_SHORT PROBLEM_
Please reproduce all of the material below word for word, with nothing changed.

::: RECORDS SHOWN :::

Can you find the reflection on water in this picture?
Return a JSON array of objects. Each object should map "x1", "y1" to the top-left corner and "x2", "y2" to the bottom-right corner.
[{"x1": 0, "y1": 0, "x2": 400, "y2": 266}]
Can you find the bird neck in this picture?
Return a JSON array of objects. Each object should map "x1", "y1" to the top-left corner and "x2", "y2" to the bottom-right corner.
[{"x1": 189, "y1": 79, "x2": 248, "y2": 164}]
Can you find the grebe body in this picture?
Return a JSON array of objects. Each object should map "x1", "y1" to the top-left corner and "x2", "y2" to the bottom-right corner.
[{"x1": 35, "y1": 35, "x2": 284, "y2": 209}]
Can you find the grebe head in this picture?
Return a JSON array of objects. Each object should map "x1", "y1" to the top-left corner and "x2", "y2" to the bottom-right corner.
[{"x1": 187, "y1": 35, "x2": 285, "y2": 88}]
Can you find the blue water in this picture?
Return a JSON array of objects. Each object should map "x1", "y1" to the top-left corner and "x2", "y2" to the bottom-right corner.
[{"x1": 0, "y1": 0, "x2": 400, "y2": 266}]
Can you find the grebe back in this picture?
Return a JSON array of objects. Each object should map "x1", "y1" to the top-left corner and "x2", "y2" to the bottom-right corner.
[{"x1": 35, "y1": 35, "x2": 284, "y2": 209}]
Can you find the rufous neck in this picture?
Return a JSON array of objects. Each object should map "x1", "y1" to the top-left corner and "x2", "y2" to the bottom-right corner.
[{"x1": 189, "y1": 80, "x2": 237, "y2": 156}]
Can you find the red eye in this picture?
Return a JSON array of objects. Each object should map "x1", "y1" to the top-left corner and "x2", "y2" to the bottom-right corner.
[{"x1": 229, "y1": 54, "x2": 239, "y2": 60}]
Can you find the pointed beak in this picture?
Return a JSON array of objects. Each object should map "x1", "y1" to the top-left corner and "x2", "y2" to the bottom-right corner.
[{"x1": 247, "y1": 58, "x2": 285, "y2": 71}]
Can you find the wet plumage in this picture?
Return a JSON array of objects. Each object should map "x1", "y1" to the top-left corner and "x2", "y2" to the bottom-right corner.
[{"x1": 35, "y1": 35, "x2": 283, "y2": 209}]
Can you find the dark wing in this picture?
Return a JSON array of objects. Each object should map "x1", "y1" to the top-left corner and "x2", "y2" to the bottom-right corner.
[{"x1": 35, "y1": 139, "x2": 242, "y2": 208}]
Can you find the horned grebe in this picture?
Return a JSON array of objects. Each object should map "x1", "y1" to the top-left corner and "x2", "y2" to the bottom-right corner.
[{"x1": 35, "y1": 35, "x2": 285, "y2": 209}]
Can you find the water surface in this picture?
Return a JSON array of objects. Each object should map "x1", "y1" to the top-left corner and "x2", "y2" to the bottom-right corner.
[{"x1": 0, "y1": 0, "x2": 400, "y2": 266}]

:::

_CORRECT RESULT_
Can you find the reflection on water in this picture?
Return a JSON array of objects. Each object should map "x1", "y1" to the top-left corner and "x2", "y2" to the bottom-right corner.
[{"x1": 0, "y1": 0, "x2": 400, "y2": 266}]
Can you find the bird neck in this picture?
Return a JSON array of objects. Each object should map "x1", "y1" to the top-left corner and "x2", "y2" to the bottom-right corner.
[{"x1": 189, "y1": 79, "x2": 248, "y2": 164}]
Can you find the grebe body in this picture?
Return a JSON array of objects. Each object should map "x1", "y1" to the top-left corner and "x2", "y2" to the bottom-right corner.
[{"x1": 35, "y1": 35, "x2": 284, "y2": 209}]
Can you find the grebe head in this picture?
Return a JSON array of objects. Each object should map "x1", "y1" to the top-left corner and "x2", "y2" to the bottom-right corner.
[{"x1": 187, "y1": 35, "x2": 285, "y2": 88}]
Can you find the blue water in this picture?
Return a JSON array of objects. Each object should map "x1", "y1" to the top-left corner and "x2", "y2" to the bottom-right corner.
[{"x1": 0, "y1": 0, "x2": 400, "y2": 266}]
Can you find the grebe back in this picture?
Return a JSON array of objects. Each object should map "x1", "y1" to the top-left corner and "x2", "y2" to the bottom-right corner.
[{"x1": 35, "y1": 35, "x2": 284, "y2": 209}]
Can you find the rufous neck in this picture?
Return a JSON array of objects. Each object should map "x1", "y1" to the top-left corner and "x2", "y2" to the bottom-right corner.
[{"x1": 189, "y1": 80, "x2": 237, "y2": 156}]
Can you find the red eye in this picture?
Return a JSON array of objects. Each object should map "x1", "y1" to the top-left corner and "x2", "y2" to the bottom-right corner.
[{"x1": 229, "y1": 54, "x2": 239, "y2": 60}]
Can you find the pointed beak in this picture?
Return a JSON array of objects. Each object should map "x1", "y1" to the top-left corner and "x2", "y2" to the bottom-right corner.
[{"x1": 247, "y1": 58, "x2": 285, "y2": 71}]
Can you find the wet plumage in this picture?
Return a JSON array of objects. Each object should map "x1", "y1" to the top-left corner and "x2", "y2" to the bottom-right corner.
[{"x1": 35, "y1": 35, "x2": 283, "y2": 209}]
Can you find the dark wing in this picture?
Return a JSON array of objects. Each object should map "x1", "y1" to the top-left corner and "x2", "y2" to the bottom-right corner.
[{"x1": 35, "y1": 139, "x2": 242, "y2": 208}]
Can you find the horned grebe in this picture?
Return a JSON array of objects. Each object should map "x1", "y1" to the top-left corner and "x2", "y2" to the bottom-right corner.
[{"x1": 35, "y1": 35, "x2": 285, "y2": 209}]
Can you find the water surface in this picture?
Return a JSON array of objects. Each object should map "x1", "y1" to the top-left corner and "x2", "y2" to the bottom-right corner.
[{"x1": 0, "y1": 0, "x2": 400, "y2": 266}]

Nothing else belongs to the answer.